- EXCERPTED TEXT:

That was a great start. We continued our search picking up the usual bits and pieces and noting nothing special on the field in the way of pottery, pipe stems, etc. The field we were searching was quite small and after several hours I decided to try the adjoining field that was far bigger. I’d no sooner hopped over the fence when the radio went. Mo’ told me that she had found another hammered coin, sadly broken. She told me that it was Irish, a King Edward penny. It is shown in Fig 2. It’s a shame this coin was broken for it is in good condition.
We continued on till dark and then parked by the side of the barn. We hadn’t been bothered by anyone and had a quiet evening. Two hammered in the first half day, not a bad start. The next morning we carried on as we left off, Mo’ on the smaller field and myself on the bigger. I began picking up a fair bit of Georgian copper coins and there were loads of pipe stems on the ground. “This area has got to produce”, I thought. Two rows later I unearthed the little 17th century Lincolnshire token shown in Fig 3. It is dated 1667. In the centre on one side it has ‘HIS HALFE PENNY 1667’. Around the edge it has ‘WILLIAM GARLAND’. The other side has around the edge ‘GAINSBOROUGH AND EPWORTH’, with the letter W G in the centre. These are very collectable pieces and I just wish we found more of them.

- DATA LINES:

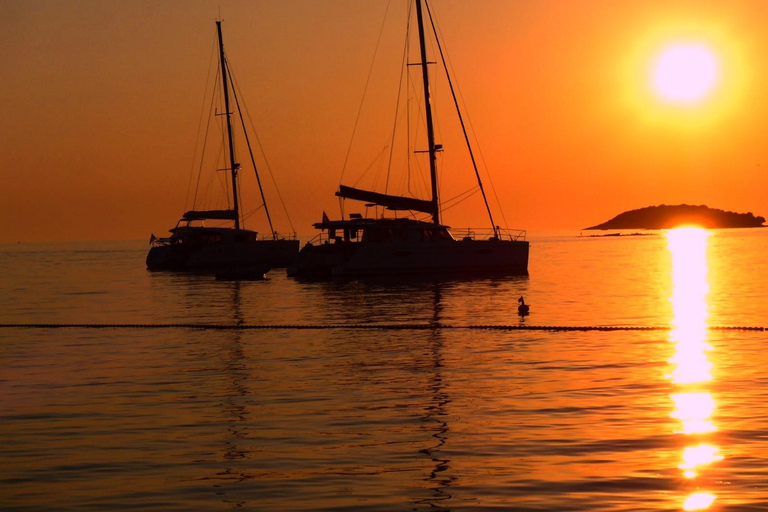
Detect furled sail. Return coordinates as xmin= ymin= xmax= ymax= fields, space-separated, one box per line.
xmin=336 ymin=185 xmax=435 ymax=213
xmin=184 ymin=210 xmax=237 ymax=220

- WHAT TO PRODUCE: Edit the metal-detecting account from the words "That was a great" through "in good condition.": start at the sentence containing "That was a great", stop after "in good condition.", and replace "radio" with "walkie-talkie".

- RESPONSE BELOW:
That was a great start. We continued our search picking up the usual bits and pieces and noting nothing special on the field in the way of pottery, pipe stems, etc. The field we were searching was quite small and after several hours I decided to try the adjoining field that was far bigger. I’d no sooner hopped over the fence when the walkie-talkie went. Mo’ told me that she had found another hammered coin, sadly broken. She told me that it was Irish, a King Edward penny. It is shown in Fig 2. It’s a shame this coin was broken for it is in good condition.